***** STORED RECORDS

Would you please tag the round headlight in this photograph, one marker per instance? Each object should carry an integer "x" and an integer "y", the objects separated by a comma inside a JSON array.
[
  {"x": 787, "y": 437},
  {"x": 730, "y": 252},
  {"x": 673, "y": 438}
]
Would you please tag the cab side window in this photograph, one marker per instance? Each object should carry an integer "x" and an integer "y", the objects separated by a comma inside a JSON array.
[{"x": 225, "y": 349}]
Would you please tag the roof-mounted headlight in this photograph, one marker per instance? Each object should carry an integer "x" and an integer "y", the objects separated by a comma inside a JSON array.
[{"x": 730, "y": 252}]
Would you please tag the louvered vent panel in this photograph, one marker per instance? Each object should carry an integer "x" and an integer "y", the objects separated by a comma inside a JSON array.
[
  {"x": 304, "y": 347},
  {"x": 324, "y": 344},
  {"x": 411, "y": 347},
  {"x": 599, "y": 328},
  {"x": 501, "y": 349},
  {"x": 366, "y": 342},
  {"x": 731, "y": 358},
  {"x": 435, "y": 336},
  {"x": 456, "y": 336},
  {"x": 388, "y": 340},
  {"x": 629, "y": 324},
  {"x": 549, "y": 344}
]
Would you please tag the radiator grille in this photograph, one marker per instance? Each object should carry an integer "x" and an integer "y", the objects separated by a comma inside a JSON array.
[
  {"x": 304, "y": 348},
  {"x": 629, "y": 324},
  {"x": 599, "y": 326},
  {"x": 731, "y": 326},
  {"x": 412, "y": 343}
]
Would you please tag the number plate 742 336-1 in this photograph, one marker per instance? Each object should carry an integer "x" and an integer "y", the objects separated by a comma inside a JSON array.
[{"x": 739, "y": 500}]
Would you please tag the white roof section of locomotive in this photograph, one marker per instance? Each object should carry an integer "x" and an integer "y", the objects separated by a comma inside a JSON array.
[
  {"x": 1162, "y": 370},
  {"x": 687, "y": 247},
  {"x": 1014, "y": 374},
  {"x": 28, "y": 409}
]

**********

Reproduce only the lines starting with the one that contains "Would you please tag the radiator" and going on through the end of the items, requests included, and shift every x and y coordinate in the answers by adding -87 to it.

Would you please tag the radiator grille in this photograph, one marker per instance? Each object should carry an integer "x" and an integer "y", the objects separated by a comma inside a JSON array.
[
  {"x": 217, "y": 261},
  {"x": 542, "y": 237},
  {"x": 512, "y": 239},
  {"x": 644, "y": 239},
  {"x": 325, "y": 256}
]
Would you please tag the number plate 742 336-1 in this photograph, one marker per instance? Each object should carry an integer "x" and an integer "y", the objects separated by a comma inside a JSON array.
[{"x": 652, "y": 413}]
Would you please tag the white roof section of locomotive in this photograph, one marker per instance? Each object should carry an integer "x" and an integer "y", the objects separated by a comma inside a JSON array.
[
  {"x": 1075, "y": 283},
  {"x": 600, "y": 160},
  {"x": 927, "y": 287},
  {"x": -59, "y": 322}
]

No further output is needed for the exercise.